PROBLEM
Every line of the material is to be returned verbatim. Pictures stay out.

┌────────

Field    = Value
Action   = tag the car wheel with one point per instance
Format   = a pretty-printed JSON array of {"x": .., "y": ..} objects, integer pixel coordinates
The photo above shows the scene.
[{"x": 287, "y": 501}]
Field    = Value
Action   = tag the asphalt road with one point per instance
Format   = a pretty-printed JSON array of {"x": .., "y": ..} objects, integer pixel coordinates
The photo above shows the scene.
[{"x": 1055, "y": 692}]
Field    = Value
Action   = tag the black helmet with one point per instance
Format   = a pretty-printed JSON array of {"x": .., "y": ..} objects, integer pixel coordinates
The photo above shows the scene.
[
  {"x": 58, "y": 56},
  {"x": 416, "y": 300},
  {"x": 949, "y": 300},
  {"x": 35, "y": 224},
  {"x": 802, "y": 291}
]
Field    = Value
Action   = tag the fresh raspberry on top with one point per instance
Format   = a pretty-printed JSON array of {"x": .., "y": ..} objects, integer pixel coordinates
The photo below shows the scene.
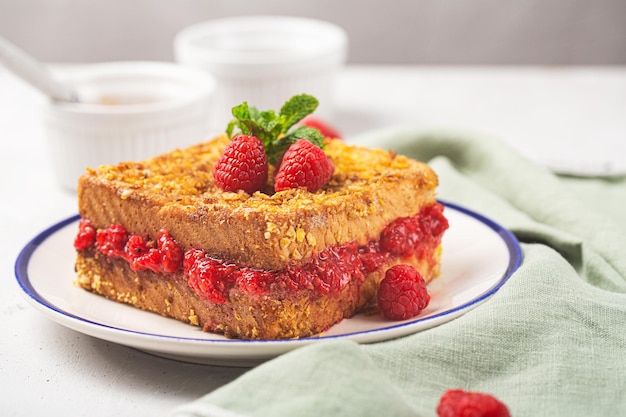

└────────

SOLUTION TO THE PROBLEM
Field    = Value
Action   = tag the car wheel with one point per instance
Format   = a pretty-printed JSON array of {"x": .., "y": ..} objects, integer pixel coordinates
The photo above shows the scene.
[{"x": 287, "y": 501}]
Field    = Value
Action   = tag the asphalt road with one point per instance
Format   = a pretty-printed JSON array of {"x": .., "y": ..} objects, integer pixel coordinates
The photo above shows the scene.
[{"x": 1055, "y": 692}]
Field    = Value
Action   = tag the black helmet with one point per instance
Format   = a pretty-printed JSON array of {"x": .., "y": ..} objects, integer pixel coordinates
The photo above shows the scene.
[
  {"x": 58, "y": 56},
  {"x": 416, "y": 300},
  {"x": 949, "y": 300},
  {"x": 35, "y": 224},
  {"x": 802, "y": 291}
]
Field    = Value
Action   = tag the fresh raspberry on top with one point per instance
Format   = a pretty-printed JSON array of {"x": .., "y": ..} objects, integer pixel coordinates
The photo below shows the scene.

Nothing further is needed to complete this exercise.